[START OF Extract to read]

# Coll and Tiree



## 91930 (May 1, 2005)

We are hoping to visit Coll and Tiree this summer. The plan is to cycle as much as possible to explore after parking up the MH on campsites (if they are available). I know we could wild camp but we'd prefer to have hook-up as we don't intend to drive a lot once we get there and we'll need showers after cycling. Any advice on sites or experiences on Coll or Tiree would be useful. Thank you.


----------



## des (Aug 13, 2005)

Have been to both in my yachting days. Beautiful unspoiled places, not many visitors. Can't give any advice on land, as always anchored off. But definitely go there! Des.


----------



## Jules (May 23, 2005)

Hi Topaz,
I haven't been to either Coll or Tiree, but have just returned from the Outer Hebrides.
Have a look at the Calmac website for ferry prices, they are quite expensive for a MH.
Calmac
We did meet a fellow traveller who had visited Tiree as a foot passenger for the day so this may be an option. Also I think I saw an advert in Oban for secure MH storage, so it may be worth just taking bikes and a tent over.
I doubt you will find a campsite on either Island we mostly wild camped on the outer hebs as there where no campsites on some islands and found this to be very easy.
The calmac brochure was very useful as was the outer hebs tourist board one also this website
outer hebrides
The discussion forum is very useful.

[END OF Extract to read]

- **To be done**:
a: Can you copy the Coll and Tiree thread between "Have been to" and "(May 23, 2005)", inclusive, swapping "yachting" for "sailing"?
b: Could you carry on the Coll and Tiree thread after its final sentence?

[START OF Entries shown]

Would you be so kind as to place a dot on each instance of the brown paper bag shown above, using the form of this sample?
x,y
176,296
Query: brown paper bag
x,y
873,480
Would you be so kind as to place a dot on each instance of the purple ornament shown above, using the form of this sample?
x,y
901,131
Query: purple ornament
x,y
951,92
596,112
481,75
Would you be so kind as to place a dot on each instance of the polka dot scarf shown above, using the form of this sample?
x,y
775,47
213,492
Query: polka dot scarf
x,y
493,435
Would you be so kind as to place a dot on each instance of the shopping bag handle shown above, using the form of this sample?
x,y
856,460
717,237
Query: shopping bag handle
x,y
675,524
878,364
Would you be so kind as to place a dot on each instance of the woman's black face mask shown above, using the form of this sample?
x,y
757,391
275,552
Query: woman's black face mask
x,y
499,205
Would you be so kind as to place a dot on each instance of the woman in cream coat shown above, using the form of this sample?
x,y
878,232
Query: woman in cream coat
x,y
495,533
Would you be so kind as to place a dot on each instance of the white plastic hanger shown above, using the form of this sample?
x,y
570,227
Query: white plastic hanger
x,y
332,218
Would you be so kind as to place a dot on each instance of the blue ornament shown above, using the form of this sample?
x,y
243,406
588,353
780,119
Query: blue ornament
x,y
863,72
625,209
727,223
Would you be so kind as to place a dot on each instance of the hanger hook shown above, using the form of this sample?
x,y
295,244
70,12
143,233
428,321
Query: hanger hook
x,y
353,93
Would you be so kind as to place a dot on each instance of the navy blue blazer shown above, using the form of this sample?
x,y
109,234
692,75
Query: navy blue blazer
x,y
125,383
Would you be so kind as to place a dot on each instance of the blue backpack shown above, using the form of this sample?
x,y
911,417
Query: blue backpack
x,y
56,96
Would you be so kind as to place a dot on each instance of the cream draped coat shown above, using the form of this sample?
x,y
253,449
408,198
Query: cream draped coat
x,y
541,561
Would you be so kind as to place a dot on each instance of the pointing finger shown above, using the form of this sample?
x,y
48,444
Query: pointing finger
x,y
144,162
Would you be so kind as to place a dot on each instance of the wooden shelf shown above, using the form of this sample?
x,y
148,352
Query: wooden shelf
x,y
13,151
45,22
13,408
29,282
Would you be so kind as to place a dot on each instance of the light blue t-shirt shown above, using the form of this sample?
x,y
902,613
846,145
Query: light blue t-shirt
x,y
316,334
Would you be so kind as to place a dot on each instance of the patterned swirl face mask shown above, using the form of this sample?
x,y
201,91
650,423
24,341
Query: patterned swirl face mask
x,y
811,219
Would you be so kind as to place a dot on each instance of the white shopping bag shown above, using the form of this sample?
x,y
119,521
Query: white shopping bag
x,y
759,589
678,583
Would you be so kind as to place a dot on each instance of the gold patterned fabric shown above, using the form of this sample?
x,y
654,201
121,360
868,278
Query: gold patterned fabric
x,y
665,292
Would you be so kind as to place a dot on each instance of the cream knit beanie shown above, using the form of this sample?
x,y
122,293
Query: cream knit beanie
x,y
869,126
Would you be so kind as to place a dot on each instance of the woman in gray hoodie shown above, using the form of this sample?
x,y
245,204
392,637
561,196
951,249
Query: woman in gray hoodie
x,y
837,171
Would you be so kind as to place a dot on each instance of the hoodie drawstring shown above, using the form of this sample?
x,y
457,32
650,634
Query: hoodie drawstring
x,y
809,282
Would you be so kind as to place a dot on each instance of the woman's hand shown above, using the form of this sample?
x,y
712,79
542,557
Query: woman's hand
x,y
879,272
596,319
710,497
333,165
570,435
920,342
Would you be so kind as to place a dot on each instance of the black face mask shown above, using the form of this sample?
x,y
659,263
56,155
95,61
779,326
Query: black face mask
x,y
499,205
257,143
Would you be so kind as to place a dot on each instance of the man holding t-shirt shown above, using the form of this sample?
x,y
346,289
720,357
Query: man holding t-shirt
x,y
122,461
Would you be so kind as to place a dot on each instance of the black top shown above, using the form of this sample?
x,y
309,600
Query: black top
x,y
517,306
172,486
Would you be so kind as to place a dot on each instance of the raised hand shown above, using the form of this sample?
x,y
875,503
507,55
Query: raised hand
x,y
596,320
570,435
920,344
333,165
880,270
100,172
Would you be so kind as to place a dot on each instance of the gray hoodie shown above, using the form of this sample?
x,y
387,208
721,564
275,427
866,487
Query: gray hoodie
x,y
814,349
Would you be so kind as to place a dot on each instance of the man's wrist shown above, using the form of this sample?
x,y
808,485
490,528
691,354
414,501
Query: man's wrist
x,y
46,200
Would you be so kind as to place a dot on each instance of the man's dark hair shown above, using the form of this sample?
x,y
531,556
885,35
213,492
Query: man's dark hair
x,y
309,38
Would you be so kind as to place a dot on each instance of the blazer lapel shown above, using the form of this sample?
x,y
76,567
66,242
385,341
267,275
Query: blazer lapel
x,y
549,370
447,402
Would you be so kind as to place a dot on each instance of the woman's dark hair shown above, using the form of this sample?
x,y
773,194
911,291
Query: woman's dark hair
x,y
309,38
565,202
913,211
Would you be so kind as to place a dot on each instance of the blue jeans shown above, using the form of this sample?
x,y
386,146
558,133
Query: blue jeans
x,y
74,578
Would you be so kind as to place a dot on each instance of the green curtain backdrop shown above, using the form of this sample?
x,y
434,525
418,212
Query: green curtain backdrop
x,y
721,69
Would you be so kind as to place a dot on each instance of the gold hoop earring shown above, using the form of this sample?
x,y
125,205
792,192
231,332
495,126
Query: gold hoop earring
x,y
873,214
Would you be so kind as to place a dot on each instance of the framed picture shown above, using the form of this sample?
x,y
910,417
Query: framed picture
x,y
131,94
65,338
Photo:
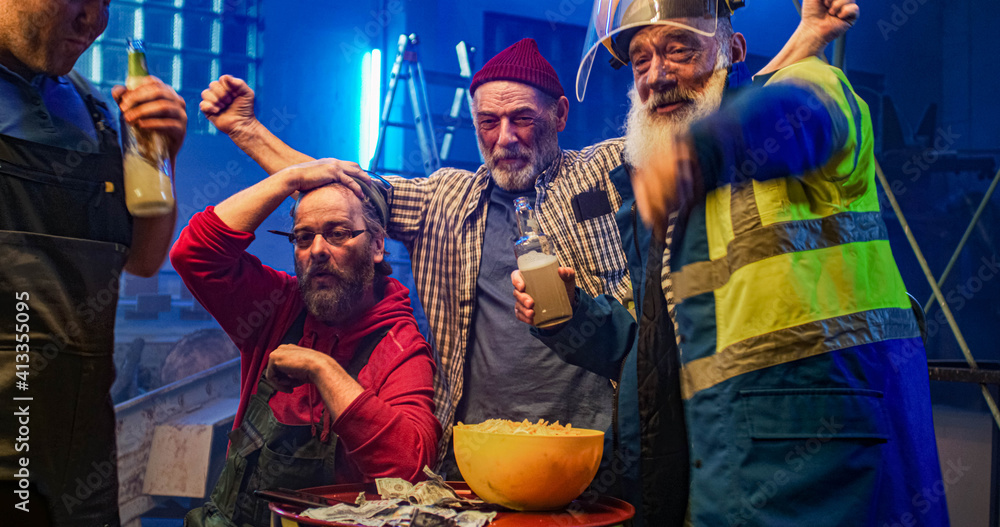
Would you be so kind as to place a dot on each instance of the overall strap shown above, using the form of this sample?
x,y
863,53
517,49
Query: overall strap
x,y
294,334
98,110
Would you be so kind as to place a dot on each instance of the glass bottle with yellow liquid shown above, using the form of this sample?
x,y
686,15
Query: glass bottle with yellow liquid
x,y
149,190
539,266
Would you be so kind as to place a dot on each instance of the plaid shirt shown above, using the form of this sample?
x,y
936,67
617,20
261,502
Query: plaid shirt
x,y
441,219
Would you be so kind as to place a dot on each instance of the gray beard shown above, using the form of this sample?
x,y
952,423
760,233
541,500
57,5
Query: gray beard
x,y
646,132
523,179
340,301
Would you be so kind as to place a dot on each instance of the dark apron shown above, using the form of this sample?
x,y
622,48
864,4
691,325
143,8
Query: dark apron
x,y
266,454
64,237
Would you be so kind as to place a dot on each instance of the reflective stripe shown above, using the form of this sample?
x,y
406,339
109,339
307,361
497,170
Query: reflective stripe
x,y
719,229
799,342
777,239
803,287
856,117
746,213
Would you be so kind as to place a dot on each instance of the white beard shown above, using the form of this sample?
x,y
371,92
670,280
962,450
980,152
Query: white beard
x,y
646,132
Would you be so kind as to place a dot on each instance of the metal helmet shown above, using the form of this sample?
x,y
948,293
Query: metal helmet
x,y
613,23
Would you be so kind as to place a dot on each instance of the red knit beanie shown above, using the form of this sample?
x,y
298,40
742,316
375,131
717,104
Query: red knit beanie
x,y
521,62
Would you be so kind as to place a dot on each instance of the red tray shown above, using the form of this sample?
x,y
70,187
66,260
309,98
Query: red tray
x,y
605,511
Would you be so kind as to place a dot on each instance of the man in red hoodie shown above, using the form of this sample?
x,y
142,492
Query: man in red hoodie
x,y
337,383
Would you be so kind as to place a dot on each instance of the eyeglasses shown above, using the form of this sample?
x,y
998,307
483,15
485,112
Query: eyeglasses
x,y
336,236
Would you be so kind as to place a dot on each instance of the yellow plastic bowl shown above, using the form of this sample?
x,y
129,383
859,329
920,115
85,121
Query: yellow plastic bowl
x,y
528,472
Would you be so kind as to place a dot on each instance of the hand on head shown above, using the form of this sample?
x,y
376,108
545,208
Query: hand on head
x,y
828,20
313,174
154,106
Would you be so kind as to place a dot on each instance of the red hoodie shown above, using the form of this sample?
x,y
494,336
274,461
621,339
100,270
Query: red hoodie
x,y
390,429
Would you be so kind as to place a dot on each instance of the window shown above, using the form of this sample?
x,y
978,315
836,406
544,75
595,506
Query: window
x,y
189,43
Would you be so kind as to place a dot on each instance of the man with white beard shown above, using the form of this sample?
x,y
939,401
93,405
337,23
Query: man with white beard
x,y
789,312
602,336
459,228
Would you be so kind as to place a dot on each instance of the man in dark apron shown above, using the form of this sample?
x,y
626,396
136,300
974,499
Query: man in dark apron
x,y
65,236
336,381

[END OF Entries shown]

- **Final results**:
a:
Have been to both in my sailing days. Beautiful unspoiled places, not many visitors. Can't give any advice on land, as always anchored off. But definitely go there! Des.


----------



## Jules (May 23, 2005)

b:
There was also a leaflet listing toilets, showers, CDP etc for outer hebs don't know if there is similar for coll and tiree.
There is also a bit of info here coll and here
coll
Just found a campsite on Coll here Here's a site about Tiree 
tiree
We found very little traffic and nearly all roads to be single track with passing places, but everyone is very easy going and will wait for you and wave, I assume these islands will be similar.

We just got back yesterday and this is making me wish I was back there.

Hope this is of some help.
Jules


----------



## seanysean (Jun 3, 2009)

I wouldnt bother with Tiree. Although it is a nice island, nothing more than any of the Outer Hebrides. More importantly this si the most MH unfriendly island of the lot. A very middle class holiday home island and not one for allowing MHs camping. No parking, No camping signs everywhere.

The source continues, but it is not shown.